● WHAT TO DO
(1) Answer these questions from the post on games as stories, marking your answers (a), (b) and (c):
(a) Which three pen and paper games are named?
(b) What term does the writer prefer to "roleplaying"?
(c) Which video game is given as one where the player's actions help unfold history?
(2) Decide whether each statement agrees with the post on games as stories. Answer (a), (b) and (c) with yes or no, and quote the words from the post that settle it.
(a) The writer presents this Thursday's post as an entry in the What Makes a Good Game? series.
(b) The writer holds that, with some imagination, each turn can be an event in a story.
(c) The writer thinks players who ignore a game's theme are approaching it the wrong way.
(3) Carry on the post about games as stories from the point where it stops.

● DOCUMENT SECTION
•••••
Games as Stories

This Thursday for Morning Table Talk is a brief departure from the What Makes a Good Game? series so I can talk review my notes as we go into the last few entries for the series. So with that in mind I would like to talk about games making stories both in the game and with the players.
There are some games that revolve around creating characters and telling stories such as RPGs and Pen and Paper games like DnD, Fate Core, or Burning Wheel (as well as their video game counterparts) but stories can also be told in a wide variety of other games. Eventually I will talk about RPG games and more linear based story games (for digital media) but today I want to look and talk about how *almost* any game can make a story.

Now this does involve a bit of roleplaying (though I prefer the term of improv acting) but personally I like to think that the various games I play tell a story. This typically starts with the theme of the game. Some of these themes include ruling empires, building nations, surviving wars, stealing priceless treasures, and more but all of them help set the framework for a story that players are free to engage in on any level. From the theme then during the course of a game I have found that with a bit of imagination every turn is an event in an unfolding story line. In some video games (such as Crusader Kings 2) you can see the player’s actions as helping unfold history and the struggles that have occurred. Now this is just one kind of story that games can tell and as we mentioned before players can be as involved in these stories as much as they want. Personally, I love imagining that I am in the world of the game and the events unfolding but that is me and I know several people who just like the game for what it is and the theme is irrelevant. Both approaches are perfectly fine in that form of story, it is up to the players.
•••••
● STORED DATA
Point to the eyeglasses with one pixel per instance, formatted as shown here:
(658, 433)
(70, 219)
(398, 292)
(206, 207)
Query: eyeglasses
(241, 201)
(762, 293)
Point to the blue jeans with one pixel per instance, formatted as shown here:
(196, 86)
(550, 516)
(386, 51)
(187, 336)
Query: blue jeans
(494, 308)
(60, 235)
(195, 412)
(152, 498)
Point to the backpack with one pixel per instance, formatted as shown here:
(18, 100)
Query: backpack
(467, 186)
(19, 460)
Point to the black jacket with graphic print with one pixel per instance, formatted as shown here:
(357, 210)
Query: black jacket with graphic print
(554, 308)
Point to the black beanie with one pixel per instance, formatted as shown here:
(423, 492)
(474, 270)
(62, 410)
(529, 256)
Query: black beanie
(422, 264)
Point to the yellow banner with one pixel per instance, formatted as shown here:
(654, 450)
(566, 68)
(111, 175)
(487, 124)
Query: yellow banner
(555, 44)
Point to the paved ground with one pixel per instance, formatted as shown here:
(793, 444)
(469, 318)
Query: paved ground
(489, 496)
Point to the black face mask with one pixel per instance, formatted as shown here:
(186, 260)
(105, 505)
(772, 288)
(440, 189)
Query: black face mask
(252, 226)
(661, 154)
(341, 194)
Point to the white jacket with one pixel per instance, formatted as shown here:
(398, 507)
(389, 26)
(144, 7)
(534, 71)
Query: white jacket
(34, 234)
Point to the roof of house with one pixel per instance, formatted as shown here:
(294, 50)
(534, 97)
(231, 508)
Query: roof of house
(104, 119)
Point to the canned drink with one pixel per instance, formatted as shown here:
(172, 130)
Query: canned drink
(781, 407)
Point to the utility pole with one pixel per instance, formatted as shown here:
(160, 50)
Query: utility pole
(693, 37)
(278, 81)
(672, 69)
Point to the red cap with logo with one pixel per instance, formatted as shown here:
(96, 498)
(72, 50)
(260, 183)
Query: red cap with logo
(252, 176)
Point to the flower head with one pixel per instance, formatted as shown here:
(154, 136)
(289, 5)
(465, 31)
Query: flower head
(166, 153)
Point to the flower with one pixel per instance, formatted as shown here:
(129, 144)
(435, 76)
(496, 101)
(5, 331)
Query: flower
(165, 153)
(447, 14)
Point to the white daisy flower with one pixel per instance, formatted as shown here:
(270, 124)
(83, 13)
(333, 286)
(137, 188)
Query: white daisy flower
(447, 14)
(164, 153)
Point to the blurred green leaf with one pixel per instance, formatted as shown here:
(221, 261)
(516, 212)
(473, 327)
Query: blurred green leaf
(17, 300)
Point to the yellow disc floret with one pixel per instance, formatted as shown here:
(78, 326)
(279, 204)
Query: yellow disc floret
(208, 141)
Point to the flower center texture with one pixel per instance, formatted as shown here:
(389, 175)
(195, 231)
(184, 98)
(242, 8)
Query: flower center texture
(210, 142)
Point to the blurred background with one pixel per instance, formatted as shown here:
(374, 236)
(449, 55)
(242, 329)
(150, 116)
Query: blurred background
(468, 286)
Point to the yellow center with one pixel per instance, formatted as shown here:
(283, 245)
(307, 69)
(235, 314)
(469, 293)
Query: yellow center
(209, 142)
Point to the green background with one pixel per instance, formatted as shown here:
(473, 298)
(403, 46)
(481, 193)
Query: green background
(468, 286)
•••••
● TASK-BY-TASK OUTPUTS
(1)
(a) DnD, Fate Core and Burning Wheel.
(b) Improv acting.
(c) Crusader Kings 2.

(2)
(a) No: "a brief departure from the What Makes a Good Game? series"
(b) Yes: "with a bit of imagination every turn is an event in an unfolding story line"
(c) No: "Both approaches are perfectly fine in that form of story, it is up to the players."

(3)
The second kind of story telling with a game comes from the experiences with a group and playing a game repeatedly (or even one offs) where events unfold that are amazing and help define the group as a whole. This can range from a poker game where a player has straight after straight to playing the role of a betrayer in a social deduction game flawlessly to the various sessions of Pandemic. Each of these experiences affect the group and how they play the game as a whole and help tell the social story of the group: who is the one that always wins, has a crazy strategy, is surprisingly lucky, etc.?

Some of this second form story telling has been experimented with mechanically in the ‘Legacy’ format of games (such as Pandemic Legacy) where the board and game is permanently changed by the previous sessions of the game which is a cool idea I’d like to work with at some point. Regardless of a game being ‘Legacy’ or not or how much players engage in the story of the game, it is a component I have seen there and I personally love it.